→ **Excerpt**:
On May 3, 1968, students at Paris's Sorbonne University stage a large demonstration calling for more rights and an end to the conflict in Vietnam. Several hundred students were arrested and dozens were injured. By the end of the month, millions of workers were on strike, and France seemed to be on the brink of radical leftist revolution.
After the Algerian crisis of the 1950s, France entered a period of stability in the 1960s. The French empire was abolished, the economy improved, and President Charles de Gaulle was a popular ruler. Discontent lay just beneath the surface, however, especially among young students, who were critical of France’s outdated university system and the scarcity of employment opportunity for university graduates.

→ **Provided records**:

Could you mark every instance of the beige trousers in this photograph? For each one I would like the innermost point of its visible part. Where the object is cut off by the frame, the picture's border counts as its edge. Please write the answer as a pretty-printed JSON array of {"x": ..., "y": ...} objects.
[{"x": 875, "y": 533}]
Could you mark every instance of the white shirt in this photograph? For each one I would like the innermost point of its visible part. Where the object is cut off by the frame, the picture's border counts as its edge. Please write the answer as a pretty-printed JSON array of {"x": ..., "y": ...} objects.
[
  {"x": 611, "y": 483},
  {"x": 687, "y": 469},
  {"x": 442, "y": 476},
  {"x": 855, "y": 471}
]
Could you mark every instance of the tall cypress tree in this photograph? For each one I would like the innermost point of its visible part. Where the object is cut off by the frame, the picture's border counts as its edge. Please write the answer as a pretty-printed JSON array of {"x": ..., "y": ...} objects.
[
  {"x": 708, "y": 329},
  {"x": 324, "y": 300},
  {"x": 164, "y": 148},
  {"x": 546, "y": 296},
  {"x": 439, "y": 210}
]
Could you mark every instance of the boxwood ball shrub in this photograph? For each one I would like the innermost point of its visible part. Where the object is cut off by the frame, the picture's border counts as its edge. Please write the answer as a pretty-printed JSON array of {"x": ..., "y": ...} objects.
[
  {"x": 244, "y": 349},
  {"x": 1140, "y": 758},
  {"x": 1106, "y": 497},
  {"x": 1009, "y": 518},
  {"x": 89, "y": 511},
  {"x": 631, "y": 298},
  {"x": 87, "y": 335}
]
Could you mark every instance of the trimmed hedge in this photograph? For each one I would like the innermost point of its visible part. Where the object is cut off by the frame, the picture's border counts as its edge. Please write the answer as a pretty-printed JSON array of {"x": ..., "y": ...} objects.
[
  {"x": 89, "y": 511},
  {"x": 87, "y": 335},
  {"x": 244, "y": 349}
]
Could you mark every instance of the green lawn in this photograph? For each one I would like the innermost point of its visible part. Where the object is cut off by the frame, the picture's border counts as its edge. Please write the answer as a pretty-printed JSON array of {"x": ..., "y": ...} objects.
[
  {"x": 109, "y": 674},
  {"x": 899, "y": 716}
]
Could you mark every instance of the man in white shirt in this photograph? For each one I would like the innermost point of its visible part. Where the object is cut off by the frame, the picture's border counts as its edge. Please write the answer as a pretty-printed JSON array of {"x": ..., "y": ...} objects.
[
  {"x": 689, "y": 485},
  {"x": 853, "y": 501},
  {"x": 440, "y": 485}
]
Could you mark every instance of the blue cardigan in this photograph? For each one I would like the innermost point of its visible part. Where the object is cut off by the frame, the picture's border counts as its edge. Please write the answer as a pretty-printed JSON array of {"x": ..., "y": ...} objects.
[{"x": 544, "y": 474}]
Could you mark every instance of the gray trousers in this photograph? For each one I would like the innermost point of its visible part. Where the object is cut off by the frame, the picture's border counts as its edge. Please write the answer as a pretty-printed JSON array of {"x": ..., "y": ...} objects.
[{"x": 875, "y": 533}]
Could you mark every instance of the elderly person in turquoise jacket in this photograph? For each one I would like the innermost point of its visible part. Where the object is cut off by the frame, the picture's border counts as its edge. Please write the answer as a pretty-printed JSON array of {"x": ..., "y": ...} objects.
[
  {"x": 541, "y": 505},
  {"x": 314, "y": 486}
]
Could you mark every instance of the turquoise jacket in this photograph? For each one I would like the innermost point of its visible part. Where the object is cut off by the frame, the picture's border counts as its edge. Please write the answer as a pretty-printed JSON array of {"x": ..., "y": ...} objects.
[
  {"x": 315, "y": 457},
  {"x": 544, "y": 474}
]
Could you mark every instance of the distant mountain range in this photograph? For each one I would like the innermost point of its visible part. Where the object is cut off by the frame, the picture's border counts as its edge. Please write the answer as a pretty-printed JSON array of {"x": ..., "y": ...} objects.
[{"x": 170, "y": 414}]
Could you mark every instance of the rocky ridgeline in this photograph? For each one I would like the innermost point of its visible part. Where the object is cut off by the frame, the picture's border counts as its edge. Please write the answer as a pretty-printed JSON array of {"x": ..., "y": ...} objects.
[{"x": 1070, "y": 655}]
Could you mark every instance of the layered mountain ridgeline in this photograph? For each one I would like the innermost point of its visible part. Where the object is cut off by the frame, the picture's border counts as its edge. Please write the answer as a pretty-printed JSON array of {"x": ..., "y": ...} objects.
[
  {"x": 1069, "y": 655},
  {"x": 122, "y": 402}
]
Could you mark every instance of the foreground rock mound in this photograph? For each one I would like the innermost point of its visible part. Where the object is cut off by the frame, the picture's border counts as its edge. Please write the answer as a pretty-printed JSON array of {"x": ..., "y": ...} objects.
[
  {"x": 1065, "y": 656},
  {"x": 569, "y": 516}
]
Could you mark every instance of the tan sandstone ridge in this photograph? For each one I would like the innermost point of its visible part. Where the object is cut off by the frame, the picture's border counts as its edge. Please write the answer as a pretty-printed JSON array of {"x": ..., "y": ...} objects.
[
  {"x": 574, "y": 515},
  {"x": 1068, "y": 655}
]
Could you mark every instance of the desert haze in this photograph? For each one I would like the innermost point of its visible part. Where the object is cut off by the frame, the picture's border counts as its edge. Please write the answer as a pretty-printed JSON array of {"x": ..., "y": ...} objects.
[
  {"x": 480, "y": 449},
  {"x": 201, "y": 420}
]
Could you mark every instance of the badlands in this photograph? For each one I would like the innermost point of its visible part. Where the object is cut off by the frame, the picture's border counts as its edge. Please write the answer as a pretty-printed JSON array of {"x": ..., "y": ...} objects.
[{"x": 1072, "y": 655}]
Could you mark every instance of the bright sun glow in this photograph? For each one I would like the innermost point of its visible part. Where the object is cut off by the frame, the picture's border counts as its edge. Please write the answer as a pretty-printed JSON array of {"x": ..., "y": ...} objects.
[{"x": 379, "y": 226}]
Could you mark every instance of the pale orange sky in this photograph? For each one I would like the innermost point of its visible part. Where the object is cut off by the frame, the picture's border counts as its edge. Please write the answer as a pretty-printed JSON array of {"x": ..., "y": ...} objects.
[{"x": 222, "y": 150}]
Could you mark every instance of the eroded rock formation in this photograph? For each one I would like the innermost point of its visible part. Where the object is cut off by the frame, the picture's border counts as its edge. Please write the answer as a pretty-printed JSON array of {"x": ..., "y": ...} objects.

→ **Task requirements**:
- 1) Using the passage on the 1968 unrest in France, state whether each statement agrees with it: (a) Several hundred students were arrested after the Sorbonne demonstration; (b) Charles de Gaulle was an unpopular president during the 1960s; (c) students objected to the state of French universities. Answer yes or no for each, quoting the words that decide it.
- 2) Continue the passage on the 1968 unrest in France from the point where it stops.
The listing is not needed here.

→ **Results for the exercise**:
- 1)
(a) Yes: "Several hundred students were arrested and dozens were injured."
(b) No: "President Charles de Gaulle was a popular ruler."
(c) Yes: "who were critical of France’s outdated university system"

- 2)
In the aftermath of the Sorbonne incident, courses at the university were suspended, and students took to the streets of the Latin Quarter (the university district of Paris) to continue their protests. On May 6, battles between the police and students in the Latin Quarter led to hundreds of injuries. On the night of May 10, students set up barricades and rioted in the Latin Quarter. Nearly 400 people were hospitalized, more than half of them police. Leftist students began calling for radical economic and political change in France, and union leaders planned strikes in support of the students. In an effort to defuse the crisis by returning the students to school, Prime Minister Georges Pompidou announced that the Sorbonne would be reopened on May 13.